══ Material supplied ══

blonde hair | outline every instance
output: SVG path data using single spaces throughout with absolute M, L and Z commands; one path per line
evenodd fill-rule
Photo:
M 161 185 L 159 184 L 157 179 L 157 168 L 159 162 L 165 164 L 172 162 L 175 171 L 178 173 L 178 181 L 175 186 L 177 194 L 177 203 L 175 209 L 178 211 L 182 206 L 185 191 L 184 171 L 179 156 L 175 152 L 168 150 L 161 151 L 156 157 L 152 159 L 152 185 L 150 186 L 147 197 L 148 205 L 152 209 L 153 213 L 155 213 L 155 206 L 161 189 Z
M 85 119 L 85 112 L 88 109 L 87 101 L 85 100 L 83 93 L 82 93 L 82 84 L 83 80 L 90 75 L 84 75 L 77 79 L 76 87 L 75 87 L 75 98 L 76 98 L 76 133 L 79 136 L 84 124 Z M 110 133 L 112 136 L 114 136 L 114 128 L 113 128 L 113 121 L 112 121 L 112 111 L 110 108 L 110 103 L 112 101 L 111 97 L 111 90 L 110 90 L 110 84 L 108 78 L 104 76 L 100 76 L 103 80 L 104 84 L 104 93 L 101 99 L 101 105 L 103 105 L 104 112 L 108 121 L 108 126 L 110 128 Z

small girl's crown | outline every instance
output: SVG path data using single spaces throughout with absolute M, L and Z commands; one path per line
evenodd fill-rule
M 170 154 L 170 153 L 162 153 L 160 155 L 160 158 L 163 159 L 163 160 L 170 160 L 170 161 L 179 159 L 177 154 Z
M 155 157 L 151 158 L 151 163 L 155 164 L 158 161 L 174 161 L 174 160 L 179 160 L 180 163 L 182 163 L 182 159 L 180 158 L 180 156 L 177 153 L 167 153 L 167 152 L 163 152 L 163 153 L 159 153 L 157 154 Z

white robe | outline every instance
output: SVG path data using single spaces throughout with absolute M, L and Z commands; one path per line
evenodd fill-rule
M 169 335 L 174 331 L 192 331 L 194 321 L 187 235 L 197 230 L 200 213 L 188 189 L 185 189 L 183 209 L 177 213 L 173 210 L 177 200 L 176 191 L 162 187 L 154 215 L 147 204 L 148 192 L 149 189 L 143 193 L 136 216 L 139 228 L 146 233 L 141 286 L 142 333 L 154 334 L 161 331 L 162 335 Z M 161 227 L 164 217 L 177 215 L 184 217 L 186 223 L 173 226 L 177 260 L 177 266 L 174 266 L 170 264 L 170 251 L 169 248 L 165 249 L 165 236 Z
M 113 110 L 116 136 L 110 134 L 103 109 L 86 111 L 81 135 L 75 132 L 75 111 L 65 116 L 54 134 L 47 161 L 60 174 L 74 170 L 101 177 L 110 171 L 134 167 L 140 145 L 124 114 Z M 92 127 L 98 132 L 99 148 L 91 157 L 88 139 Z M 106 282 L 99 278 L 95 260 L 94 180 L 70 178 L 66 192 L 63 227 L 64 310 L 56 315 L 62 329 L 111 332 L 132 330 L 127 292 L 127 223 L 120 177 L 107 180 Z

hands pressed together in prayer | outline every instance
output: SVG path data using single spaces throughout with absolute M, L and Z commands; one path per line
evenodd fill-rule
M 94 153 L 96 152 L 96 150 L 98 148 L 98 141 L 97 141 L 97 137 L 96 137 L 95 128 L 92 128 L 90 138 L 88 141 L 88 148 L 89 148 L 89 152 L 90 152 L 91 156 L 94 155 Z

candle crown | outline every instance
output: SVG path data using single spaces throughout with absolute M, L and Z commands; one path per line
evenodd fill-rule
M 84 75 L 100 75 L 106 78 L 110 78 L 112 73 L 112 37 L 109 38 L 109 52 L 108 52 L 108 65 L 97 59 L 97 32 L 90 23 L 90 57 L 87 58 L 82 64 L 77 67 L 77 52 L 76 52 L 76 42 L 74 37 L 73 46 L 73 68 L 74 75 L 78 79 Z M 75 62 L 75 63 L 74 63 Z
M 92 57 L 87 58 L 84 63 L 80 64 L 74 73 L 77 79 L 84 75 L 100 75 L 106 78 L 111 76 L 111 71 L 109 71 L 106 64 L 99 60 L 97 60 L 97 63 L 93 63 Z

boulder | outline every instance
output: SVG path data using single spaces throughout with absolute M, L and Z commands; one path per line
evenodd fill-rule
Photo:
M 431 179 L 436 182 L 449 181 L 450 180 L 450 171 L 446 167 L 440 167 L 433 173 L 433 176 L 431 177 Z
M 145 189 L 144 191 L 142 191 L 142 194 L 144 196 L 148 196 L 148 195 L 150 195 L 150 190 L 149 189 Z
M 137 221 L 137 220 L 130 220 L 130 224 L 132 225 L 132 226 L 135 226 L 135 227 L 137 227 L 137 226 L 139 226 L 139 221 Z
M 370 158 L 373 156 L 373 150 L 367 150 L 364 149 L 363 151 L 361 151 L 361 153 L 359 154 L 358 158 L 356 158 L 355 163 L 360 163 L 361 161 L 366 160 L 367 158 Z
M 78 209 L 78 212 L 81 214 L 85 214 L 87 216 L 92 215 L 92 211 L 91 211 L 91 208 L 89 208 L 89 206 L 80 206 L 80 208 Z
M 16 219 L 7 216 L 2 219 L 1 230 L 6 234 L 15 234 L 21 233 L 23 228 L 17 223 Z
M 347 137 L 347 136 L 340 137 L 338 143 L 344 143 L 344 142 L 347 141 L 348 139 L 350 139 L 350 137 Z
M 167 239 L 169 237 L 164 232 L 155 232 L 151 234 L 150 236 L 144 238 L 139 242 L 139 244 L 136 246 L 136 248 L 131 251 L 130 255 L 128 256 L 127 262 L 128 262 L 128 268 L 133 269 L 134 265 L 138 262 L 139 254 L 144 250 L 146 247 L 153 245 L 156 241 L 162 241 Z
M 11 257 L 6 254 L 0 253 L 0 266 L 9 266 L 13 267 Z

═══
══ Material supplied ══

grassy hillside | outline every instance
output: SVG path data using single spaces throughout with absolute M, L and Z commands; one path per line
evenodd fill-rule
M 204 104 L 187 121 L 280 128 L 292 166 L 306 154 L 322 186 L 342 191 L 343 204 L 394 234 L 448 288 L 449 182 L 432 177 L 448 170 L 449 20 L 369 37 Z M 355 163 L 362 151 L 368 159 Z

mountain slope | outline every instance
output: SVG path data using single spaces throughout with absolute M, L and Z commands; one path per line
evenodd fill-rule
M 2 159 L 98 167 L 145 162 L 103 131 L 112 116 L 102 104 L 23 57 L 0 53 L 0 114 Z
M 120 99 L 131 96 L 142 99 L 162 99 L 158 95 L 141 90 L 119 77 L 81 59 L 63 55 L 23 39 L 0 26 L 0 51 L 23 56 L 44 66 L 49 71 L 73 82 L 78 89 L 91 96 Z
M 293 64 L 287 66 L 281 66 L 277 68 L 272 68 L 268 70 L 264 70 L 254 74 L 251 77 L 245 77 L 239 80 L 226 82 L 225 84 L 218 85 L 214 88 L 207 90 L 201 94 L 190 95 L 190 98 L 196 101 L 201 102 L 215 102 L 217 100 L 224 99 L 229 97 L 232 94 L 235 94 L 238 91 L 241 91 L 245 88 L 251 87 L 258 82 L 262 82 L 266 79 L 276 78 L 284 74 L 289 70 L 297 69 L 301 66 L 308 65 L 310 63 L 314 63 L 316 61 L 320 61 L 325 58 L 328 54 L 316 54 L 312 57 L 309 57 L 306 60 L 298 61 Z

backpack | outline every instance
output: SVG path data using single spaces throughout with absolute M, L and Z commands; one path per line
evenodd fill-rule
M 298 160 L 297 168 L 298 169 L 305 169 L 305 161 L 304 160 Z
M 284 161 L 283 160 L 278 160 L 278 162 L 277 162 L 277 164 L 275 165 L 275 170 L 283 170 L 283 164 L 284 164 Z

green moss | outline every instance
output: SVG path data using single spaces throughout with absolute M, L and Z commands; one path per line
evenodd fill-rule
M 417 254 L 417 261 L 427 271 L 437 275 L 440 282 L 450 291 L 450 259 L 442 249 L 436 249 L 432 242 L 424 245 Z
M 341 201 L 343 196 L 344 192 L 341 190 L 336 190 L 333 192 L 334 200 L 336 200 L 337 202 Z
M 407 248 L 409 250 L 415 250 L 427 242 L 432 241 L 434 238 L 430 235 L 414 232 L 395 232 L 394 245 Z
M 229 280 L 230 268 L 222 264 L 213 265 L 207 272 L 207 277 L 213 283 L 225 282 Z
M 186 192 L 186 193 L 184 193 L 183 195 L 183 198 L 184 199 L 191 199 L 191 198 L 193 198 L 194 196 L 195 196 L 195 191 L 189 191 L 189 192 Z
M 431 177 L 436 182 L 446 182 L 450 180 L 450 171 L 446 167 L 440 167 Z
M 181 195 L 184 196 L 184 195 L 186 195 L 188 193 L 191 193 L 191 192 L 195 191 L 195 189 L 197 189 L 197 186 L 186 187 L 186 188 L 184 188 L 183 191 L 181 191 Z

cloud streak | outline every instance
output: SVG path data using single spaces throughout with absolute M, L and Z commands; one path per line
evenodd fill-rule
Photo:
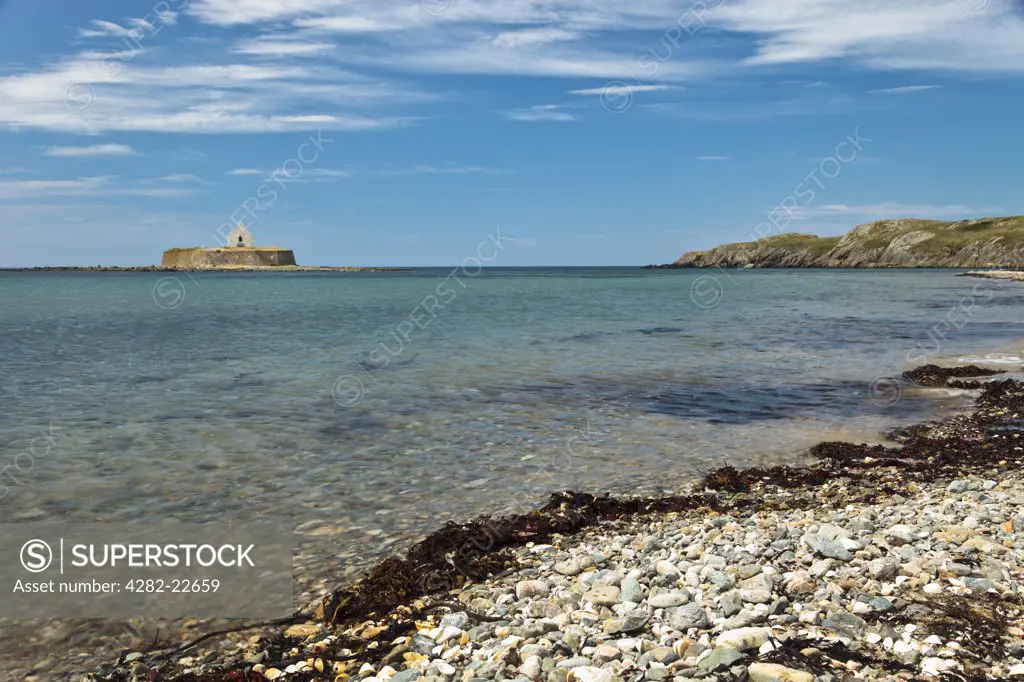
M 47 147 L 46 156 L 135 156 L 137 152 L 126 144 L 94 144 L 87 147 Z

═══

→ **Instructions to follow**
Copy all lines from the data above that contain the word "every".

→ **Result**
blonde hair | outline every instance
small girl's crown | outline every instance
white robe | outline every instance
hands pressed together in prayer | outline every instance
candle crown | outline every instance
boulder | outline every instance
grassy hillside | outline every instance
mountain slope | outline every instance
backpack | outline every instance
green moss | outline every instance
cloud streak | outline every instance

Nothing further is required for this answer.